* [THE TASK]
Gather every line in the records below that holds the word "window", and list them.
═════ INFORMATION SUPPLIED ═════
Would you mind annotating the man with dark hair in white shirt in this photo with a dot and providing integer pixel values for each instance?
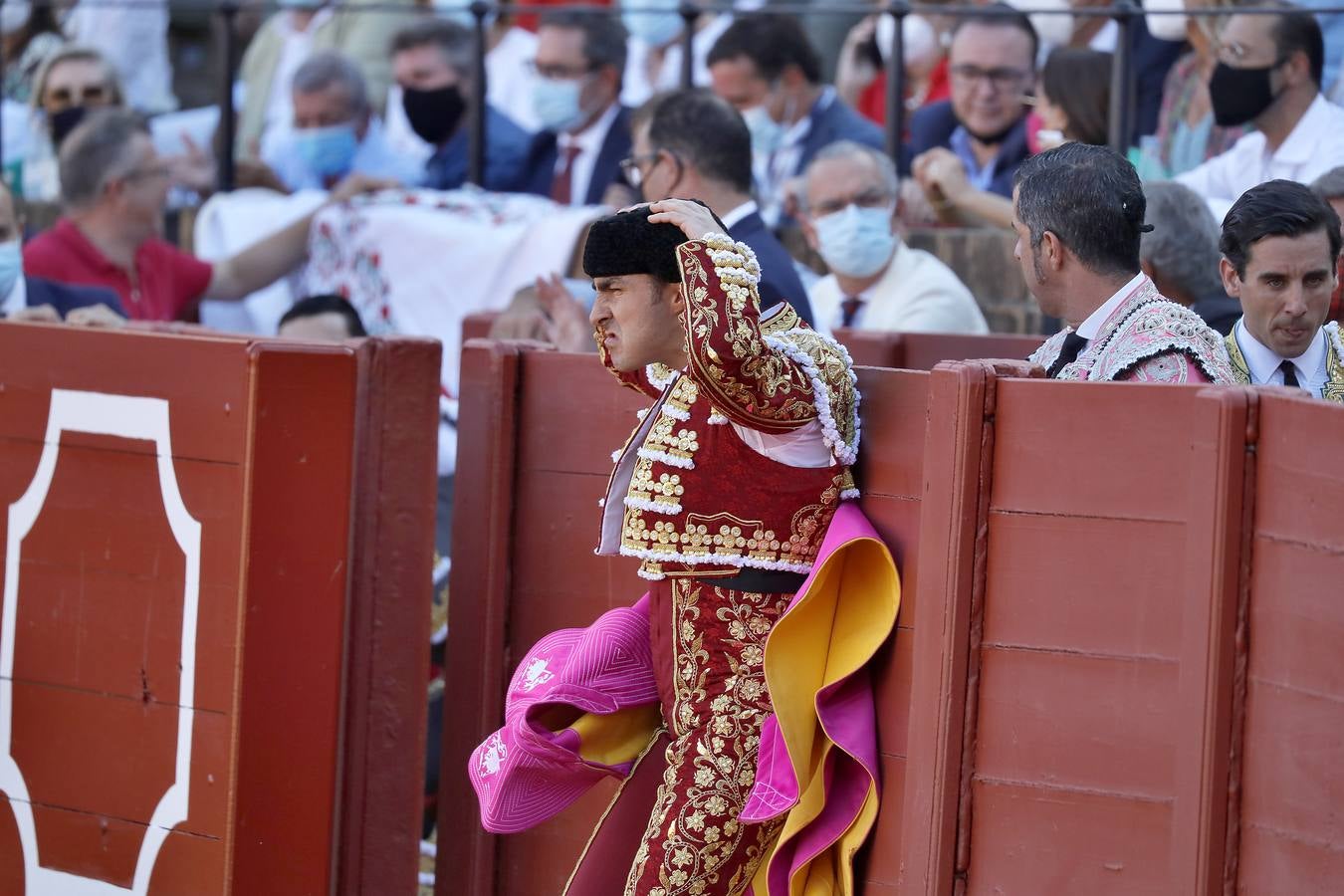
(1279, 249)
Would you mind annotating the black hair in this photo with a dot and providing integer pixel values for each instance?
(327, 304)
(1001, 15)
(772, 43)
(1275, 208)
(1297, 30)
(1087, 196)
(701, 130)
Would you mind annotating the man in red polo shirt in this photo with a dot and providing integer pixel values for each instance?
(114, 187)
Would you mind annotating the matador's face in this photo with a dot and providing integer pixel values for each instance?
(637, 322)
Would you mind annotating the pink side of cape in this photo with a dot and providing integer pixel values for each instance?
(525, 774)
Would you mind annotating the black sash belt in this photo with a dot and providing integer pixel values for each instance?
(759, 580)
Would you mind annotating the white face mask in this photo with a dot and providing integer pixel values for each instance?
(856, 242)
(11, 266)
(921, 41)
(14, 15)
(1166, 27)
(767, 133)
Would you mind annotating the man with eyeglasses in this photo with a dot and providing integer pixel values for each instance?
(876, 283)
(1269, 74)
(114, 187)
(983, 127)
(575, 96)
(694, 145)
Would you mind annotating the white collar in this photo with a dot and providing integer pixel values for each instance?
(736, 216)
(591, 137)
(1091, 327)
(288, 30)
(1301, 142)
(1262, 361)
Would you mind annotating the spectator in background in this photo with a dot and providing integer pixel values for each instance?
(980, 134)
(29, 35)
(768, 70)
(1072, 104)
(335, 130)
(692, 145)
(860, 70)
(296, 31)
(1269, 73)
(579, 65)
(113, 188)
(1186, 131)
(1281, 247)
(23, 297)
(133, 38)
(1331, 188)
(1180, 254)
(656, 46)
(322, 318)
(433, 64)
(73, 81)
(876, 283)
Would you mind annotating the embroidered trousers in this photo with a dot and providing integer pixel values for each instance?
(709, 648)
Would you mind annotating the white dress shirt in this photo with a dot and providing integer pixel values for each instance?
(916, 295)
(590, 145)
(1091, 327)
(1263, 362)
(1314, 146)
(16, 299)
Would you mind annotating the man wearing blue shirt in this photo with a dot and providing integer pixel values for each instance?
(432, 62)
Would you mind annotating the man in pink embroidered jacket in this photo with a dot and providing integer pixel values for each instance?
(1078, 211)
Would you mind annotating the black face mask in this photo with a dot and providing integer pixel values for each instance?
(1239, 95)
(433, 114)
(65, 121)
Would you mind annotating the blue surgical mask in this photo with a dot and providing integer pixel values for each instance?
(656, 27)
(11, 266)
(856, 242)
(327, 152)
(557, 103)
(767, 133)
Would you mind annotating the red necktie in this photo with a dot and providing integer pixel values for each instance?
(849, 310)
(560, 189)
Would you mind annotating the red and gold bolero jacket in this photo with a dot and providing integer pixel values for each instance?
(687, 495)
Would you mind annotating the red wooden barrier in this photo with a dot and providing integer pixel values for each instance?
(1079, 691)
(180, 587)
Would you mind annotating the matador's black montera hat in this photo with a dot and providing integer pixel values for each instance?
(628, 243)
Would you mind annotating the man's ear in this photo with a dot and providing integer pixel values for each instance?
(1232, 281)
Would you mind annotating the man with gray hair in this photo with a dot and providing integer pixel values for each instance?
(433, 64)
(876, 283)
(335, 130)
(1180, 254)
(114, 187)
(1331, 188)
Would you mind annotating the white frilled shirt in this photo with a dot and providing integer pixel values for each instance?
(1314, 146)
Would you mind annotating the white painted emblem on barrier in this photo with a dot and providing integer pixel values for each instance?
(537, 673)
(129, 418)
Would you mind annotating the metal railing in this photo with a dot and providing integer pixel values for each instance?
(1122, 12)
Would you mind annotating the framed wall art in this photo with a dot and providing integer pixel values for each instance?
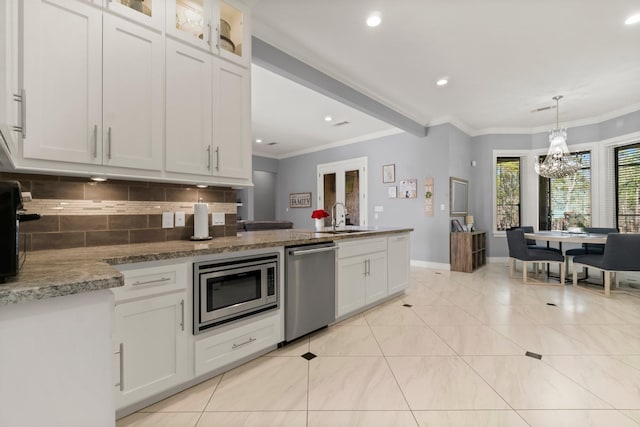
(407, 188)
(300, 200)
(388, 173)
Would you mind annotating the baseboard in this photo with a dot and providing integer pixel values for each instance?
(428, 264)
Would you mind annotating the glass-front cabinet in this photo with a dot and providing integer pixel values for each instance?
(147, 12)
(215, 25)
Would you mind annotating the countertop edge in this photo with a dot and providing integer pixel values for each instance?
(99, 273)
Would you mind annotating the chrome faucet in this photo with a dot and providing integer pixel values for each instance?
(334, 220)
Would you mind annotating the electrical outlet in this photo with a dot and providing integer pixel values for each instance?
(217, 218)
(180, 219)
(167, 219)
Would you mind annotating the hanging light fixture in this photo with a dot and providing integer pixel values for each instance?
(559, 162)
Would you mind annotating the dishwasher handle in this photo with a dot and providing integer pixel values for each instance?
(312, 251)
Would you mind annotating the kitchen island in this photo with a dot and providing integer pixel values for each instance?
(57, 320)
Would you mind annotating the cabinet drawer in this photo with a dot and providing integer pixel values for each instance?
(142, 282)
(219, 350)
(361, 246)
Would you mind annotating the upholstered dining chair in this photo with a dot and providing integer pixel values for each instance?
(620, 254)
(519, 250)
(589, 248)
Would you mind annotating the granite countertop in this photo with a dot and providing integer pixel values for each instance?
(52, 273)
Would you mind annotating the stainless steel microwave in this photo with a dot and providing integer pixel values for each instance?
(232, 289)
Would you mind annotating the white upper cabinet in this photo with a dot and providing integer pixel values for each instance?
(133, 95)
(63, 81)
(189, 109)
(219, 26)
(146, 12)
(231, 120)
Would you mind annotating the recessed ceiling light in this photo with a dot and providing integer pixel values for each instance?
(374, 19)
(633, 19)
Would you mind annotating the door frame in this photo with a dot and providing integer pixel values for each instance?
(340, 168)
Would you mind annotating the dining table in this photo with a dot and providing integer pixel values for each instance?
(566, 237)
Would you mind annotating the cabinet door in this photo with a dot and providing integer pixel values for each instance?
(133, 95)
(376, 280)
(232, 120)
(147, 12)
(189, 109)
(398, 259)
(351, 284)
(62, 80)
(191, 21)
(151, 335)
(233, 22)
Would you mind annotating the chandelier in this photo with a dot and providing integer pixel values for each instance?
(559, 162)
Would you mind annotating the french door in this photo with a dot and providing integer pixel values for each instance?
(344, 182)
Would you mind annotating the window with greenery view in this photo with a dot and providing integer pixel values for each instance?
(566, 202)
(628, 188)
(507, 192)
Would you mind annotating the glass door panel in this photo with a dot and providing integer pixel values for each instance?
(352, 197)
(147, 12)
(189, 19)
(329, 194)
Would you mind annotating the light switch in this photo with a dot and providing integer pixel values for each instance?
(167, 219)
(217, 218)
(179, 219)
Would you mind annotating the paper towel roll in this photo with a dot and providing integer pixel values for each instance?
(200, 220)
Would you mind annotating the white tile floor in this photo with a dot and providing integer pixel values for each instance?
(455, 358)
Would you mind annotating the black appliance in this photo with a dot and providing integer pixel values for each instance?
(10, 217)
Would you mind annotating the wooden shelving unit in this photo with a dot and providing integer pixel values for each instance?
(468, 251)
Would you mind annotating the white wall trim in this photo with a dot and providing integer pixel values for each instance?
(429, 264)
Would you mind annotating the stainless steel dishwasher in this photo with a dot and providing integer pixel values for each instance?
(309, 288)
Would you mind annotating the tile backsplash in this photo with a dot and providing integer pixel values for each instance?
(77, 212)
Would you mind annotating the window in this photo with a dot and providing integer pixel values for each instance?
(627, 169)
(507, 193)
(566, 202)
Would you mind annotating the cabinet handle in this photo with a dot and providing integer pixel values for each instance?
(249, 341)
(95, 141)
(148, 282)
(121, 379)
(182, 310)
(22, 99)
(109, 143)
(209, 33)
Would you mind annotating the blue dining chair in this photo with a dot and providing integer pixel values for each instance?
(519, 250)
(620, 254)
(589, 248)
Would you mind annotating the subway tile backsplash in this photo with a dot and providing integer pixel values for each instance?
(76, 212)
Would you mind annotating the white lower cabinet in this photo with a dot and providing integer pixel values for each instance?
(237, 342)
(362, 274)
(150, 347)
(398, 262)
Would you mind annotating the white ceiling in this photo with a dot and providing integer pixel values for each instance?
(504, 59)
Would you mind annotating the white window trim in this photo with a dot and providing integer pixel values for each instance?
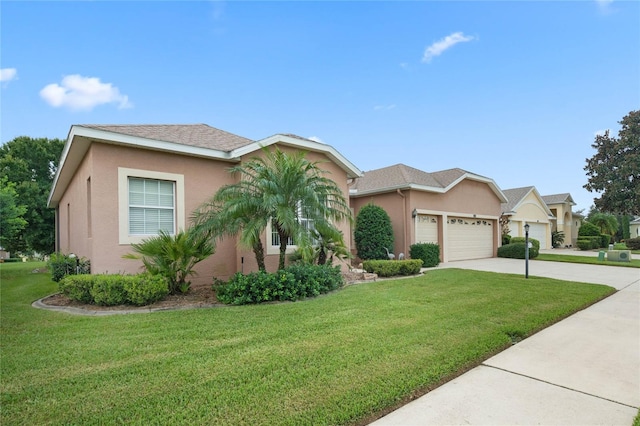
═════
* [FINISHED TASK]
Would you mind annotating the window with greenery view in this photo with a dot and providing integer pixel values for each instance?
Would you mind annotating the window in this photo with a dot and providing integer pixel values for each instance?
Would you mind annotating the white window trim in this photo with a dot and providing integer pixel values for each instance?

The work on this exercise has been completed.